■ SOURCE EXCERPT
## begin

23/12/2015 4:41 PM IST | Updated 29/08/2016 9:02 PM IST

Ayodhya's Ram Temple Rocks Parliament On Final Day Of Winter Session

NARINDER NANU via Getty Images
Indian activists of the Hindu Bajrang Dal Party hold torches during a procession marking the 22nd anniversary of the demolition of the Babri Masjid Mosque in Ayodhya, in Amritsar on December 6, 2014. Hindu hardliners demolished the Babri Mosque on December 6, 1992, claiming it was built on the site of the birth place of the Hindu God Ram, sparking off country wide Hindu-Muslim riots. AFP PHOTO / NARINDER NANU (Photo credit should read NARINDER NANU/AFP/Getty Images)

NEW DELHI -- Instead of a last ditch effort by the Modi government to push its critical Goods And Services Tax Bill, the final day of the Winter Session was monopolised by the arrival of the latest batch of stones for the construction of the Ram Temple in Ayodhya.

The curtain fell on a stormy four weeks of Parliament, with the 11 Bills being passed in the Bharatiya Janata Party-majority Lok Sabha and the three in the Rajya Sabha.

The Upper House was disrupted today by lawmakers questioning the Vishwa Hindu Parishad's collection of stones for the Ram Temple since the matter of disputed land on which the Babri Masjid stood until 1992 is still pending before the Supreme Court.

Attacking the Modi government, the Bharatiya Janata Party, and the ruling Samajwadi Party in Uttar Pradesh, political rivals blamed the BJP and SP for embarking on a campaign of communal polarisation ahead of the 2017 State Election.

## end

■ TASK A
Translate this sentence from the news report on the Ram Temple debate in Parliament into Spanish: "The curtain fell on a stormy four weeks of Parliament, with the 11 Bills being passed in the Bharatiya Janata Party-majority Lok Sabha and the three in the Rajya Sabha."
■ TASK B
Carry on the news report on the Ram Temple uproar in Parliament with the next few sentences after its final one.

■ PROVIDED RECORDS
## begin

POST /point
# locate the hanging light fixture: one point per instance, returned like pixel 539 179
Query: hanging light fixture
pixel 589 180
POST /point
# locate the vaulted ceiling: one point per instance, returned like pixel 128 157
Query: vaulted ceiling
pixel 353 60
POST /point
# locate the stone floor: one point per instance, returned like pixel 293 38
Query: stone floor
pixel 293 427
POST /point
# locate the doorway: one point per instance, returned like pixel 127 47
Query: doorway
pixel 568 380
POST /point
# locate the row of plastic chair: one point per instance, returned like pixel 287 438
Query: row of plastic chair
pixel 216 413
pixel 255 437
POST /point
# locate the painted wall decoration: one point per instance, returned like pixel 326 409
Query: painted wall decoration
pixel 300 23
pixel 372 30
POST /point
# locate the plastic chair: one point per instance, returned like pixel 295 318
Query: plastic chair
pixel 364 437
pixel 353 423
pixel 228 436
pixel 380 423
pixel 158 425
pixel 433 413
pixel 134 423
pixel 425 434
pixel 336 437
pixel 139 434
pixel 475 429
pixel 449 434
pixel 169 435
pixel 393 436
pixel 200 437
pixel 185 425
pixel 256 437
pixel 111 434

## end

■ EXERCISE RESULT A
El telón cayó sobre cuatro tormentosas semanas del Parlamento, con la aprobación de los 11 proyectos de ley en la Lok Sabha, de mayoría del Partido Bharatiya Janata, y de los tres en la Rajya Sabha.

■ EXERCISE RESULT B
"Whenever the election is due in Uttar Pradesh, they always want to divide the society on a communal basis," Sharad Yadav, president of Janata Dal (United), told reporters.

Local reports suggest that the arrival of stones in Ayodhya is making Muslims uneasy in Uttar Pradesh.

Minister of State for Parliamentary Affairs Mukhtar Abbas Naqvi said that the Modi government and the BJP is waiting for the Supreme Court decision, but there was no ban on carving stones, which had been going on 1.5 kilometers away from the disputed site since 1990.

"Please wait for court decision. All of us should respect it," he said.

In September 2010, the High Court of Allahabad ruled that the disputed land in Ayodhya shall be divided into three parts:one-third to the party for 'Ram Lalla,' one-third for the Sunni Waqf Board, and one-third for the Nirmohi Akhara.

Several parties including the Akhil Bhartiya Shri Ram Janmabhoomi Samiti and the Sunni Waqf Board have challenged the verdict of the Allahabad High Court.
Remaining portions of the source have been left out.